*Source document*:
# Wild camping Cornwall



## beamac (Dec 4, 2007)

Hi, Has any one any idea of site's in Cornwall to wild camp,We live in the Truro area.
We had a 5Hr power failure Sunday night, So not having tested our geny I started it up!! Great 5hrs of power, Lights-Sky TV-Hot Drinks.
All set now for camping if only we knew where to go. All the best. Beamac.


----------



## Deleted member 2636 (Dec 5, 2007)

I would not reccomend wilding it in the car park at Boscastle. It used to be good but I don't think that my nerves would be up to it any more.


----------



## David & Ann (Dec 5, 2007)

*Cornwall wilding*

Plenty of places to stop over for the night.
Perrenporth: At the roundabout, up a steep hill, you can park up without going into the proper car park, facing the ocean. Also at the same roundabout, take the level road to the lower car park. After 18:00 to 9:00 in the morning it is free.
St Agnes: Opposite the Pub is space on untarmaced ground.
Between St Agnes and Chapelporth: Most roads lead to the cliffs. You can hole up there for nights. One of these areas has a barrier, no problem, park the other side.
Chapelporth: On the beach car park. A nice cafe there.
Porthtowan:Right on the beach. Don't park in Council car park, drive passed it and park on the sandy road. Nice joint called the Blue Bar. Great views and walking paths
These are some of the places you can stop over. Keep on the Atlantic coast road and you will find an abundance of parking areas all the way to St Ives and Penzance.


----------



## JED THE SPREAD (Dec 22, 2007)

David & Ann said:


> Porthtowan:Right on the beach. Don't park in Council car park, drive passed it and park on the sandy road. Nice joint called the Blue Bar. Great views and walking paths



 and i thought it was only me and my mates that did that hehehehe....

http://www.freewebs.com/ababyonboard/northwalestolandsend.htm

jed


----------



## David & Ann (Dec 23, 2007)

JED THE SPREAD said:


> and i thought it was only me and my mates that did that hehehehe....
> 
> http://www.freewebs.com/ababyonboard/northwalestolandsend.htm
> 
> jed



Howdy Jed, I live in Porthtowan, you have to pass my house to get to the beach. Pop in anytime when you are here next time. If we are not playing pool at the Unicorn pub we are at the blue. I love it here. I am at home only between September and December and April, otherwise always on the road in Europe.


----------



## clarkson (Dec 27, 2007)

Harlyn Bay...

http://www.wildcamping.co.uk/forums/showthread.php?t=2219


----------



## purplejo (Mar 27, 2011)

David & Ann said:


> Howdy Jed, I live in Porthtowan, you have to pass my house to get to the beach. Pop in anytime when you are here next time. If we are not playing pool at the Unicorn pub we are at the blue. I love it here. I am at home only between September and December and April, otherwise always on the road in Europe.


 
are we able to camp on the beach there?

*Short task a*:
Tally the lines in the listing below that contain the string "wispy". Give the number alone.

*Entries*:
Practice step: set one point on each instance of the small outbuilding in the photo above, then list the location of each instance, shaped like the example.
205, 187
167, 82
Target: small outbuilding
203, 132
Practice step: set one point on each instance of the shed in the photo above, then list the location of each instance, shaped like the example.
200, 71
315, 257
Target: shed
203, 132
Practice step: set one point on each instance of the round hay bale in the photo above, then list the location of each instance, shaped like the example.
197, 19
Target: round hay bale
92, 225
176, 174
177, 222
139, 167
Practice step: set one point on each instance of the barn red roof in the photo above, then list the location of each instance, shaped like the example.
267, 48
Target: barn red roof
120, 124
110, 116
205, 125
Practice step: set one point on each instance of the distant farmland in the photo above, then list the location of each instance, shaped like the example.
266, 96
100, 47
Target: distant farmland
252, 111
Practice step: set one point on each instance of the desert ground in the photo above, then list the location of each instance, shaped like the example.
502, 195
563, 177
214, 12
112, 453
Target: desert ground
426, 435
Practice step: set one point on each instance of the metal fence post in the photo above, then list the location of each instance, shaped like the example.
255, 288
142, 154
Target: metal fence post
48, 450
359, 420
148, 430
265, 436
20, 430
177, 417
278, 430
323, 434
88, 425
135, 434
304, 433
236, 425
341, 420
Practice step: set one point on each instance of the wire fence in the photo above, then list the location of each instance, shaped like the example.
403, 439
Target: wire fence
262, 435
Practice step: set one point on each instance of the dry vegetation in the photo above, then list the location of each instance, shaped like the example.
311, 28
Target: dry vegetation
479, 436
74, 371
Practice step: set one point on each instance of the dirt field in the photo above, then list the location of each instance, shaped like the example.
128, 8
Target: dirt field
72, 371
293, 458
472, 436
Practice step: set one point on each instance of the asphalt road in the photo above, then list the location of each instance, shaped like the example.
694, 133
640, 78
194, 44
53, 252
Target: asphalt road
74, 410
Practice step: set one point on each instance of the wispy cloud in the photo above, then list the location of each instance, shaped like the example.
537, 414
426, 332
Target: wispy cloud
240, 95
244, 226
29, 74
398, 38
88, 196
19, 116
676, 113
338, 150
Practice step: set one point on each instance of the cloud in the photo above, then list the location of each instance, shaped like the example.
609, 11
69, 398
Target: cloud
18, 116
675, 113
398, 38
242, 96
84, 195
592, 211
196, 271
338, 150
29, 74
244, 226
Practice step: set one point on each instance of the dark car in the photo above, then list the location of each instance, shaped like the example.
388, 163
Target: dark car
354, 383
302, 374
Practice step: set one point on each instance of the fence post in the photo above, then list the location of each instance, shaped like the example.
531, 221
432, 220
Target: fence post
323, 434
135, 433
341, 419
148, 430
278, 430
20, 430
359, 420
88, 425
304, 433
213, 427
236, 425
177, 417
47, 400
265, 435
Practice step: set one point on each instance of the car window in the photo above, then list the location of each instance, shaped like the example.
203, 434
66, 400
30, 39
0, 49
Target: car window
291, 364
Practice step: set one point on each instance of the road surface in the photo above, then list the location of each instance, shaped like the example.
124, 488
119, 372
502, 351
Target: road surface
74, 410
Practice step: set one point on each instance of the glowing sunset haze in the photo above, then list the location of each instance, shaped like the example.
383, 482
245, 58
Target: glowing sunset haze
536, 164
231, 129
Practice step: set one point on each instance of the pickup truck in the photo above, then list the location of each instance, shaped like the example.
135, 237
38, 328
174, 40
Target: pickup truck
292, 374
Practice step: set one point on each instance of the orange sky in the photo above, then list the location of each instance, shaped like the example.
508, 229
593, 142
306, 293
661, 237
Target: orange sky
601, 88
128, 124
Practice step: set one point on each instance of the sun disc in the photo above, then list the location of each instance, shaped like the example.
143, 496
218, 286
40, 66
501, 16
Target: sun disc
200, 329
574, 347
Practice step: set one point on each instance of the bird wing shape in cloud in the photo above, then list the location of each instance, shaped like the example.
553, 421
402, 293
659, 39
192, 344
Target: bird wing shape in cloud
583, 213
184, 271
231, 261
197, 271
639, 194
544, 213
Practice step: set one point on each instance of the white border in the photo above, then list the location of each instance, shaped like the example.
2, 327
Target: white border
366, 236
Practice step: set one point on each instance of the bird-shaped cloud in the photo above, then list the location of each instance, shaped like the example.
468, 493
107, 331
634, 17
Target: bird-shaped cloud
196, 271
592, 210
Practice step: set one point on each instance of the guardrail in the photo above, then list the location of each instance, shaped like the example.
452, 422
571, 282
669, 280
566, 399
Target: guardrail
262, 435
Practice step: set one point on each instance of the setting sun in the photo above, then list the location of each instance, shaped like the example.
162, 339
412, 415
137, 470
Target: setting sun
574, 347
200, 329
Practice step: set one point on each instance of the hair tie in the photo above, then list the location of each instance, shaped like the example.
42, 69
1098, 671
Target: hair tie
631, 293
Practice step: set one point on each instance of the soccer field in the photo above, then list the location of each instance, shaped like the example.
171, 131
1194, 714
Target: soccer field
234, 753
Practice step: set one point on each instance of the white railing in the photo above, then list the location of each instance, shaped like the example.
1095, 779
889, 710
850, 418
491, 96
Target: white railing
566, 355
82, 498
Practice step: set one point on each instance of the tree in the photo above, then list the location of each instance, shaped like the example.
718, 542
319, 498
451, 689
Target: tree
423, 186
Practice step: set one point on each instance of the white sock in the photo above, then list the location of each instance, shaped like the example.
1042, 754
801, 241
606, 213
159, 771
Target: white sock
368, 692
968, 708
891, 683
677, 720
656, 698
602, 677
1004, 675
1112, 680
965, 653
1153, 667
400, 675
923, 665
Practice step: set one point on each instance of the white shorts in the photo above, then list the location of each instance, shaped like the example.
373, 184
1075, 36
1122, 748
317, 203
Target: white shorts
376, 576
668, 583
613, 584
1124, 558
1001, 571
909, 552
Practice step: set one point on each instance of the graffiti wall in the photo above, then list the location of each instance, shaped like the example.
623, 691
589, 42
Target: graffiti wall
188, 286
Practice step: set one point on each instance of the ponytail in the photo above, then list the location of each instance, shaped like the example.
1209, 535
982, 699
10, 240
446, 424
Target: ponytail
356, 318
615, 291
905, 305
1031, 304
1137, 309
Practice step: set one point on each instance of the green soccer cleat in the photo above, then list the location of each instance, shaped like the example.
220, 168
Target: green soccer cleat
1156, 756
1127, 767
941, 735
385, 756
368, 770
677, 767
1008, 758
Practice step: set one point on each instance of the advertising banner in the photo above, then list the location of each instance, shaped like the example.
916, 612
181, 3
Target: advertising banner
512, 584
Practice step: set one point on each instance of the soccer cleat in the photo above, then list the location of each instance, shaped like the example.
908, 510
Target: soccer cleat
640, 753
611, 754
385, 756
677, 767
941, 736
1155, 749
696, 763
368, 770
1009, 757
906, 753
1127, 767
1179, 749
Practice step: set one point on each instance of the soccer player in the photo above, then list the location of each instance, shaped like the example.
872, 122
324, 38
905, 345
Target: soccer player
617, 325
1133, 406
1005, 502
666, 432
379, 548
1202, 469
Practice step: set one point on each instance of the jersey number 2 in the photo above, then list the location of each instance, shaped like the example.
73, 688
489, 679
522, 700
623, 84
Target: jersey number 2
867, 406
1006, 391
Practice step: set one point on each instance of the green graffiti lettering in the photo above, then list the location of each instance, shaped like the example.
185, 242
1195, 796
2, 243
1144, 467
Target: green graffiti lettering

*Short task b*:
Answer these questions on the Cornwall wild camping thread above, one per line:
(i) How long did the power failure that beamac mentions last?
(ii) At which pub do David & Ann play pool?
(iii) Which place does clarkson name?

*Exercise output a*:
2

*Exercise output b*:
(i) 5 hours
(ii) The Unicorn pub
(iii) Harlyn Bay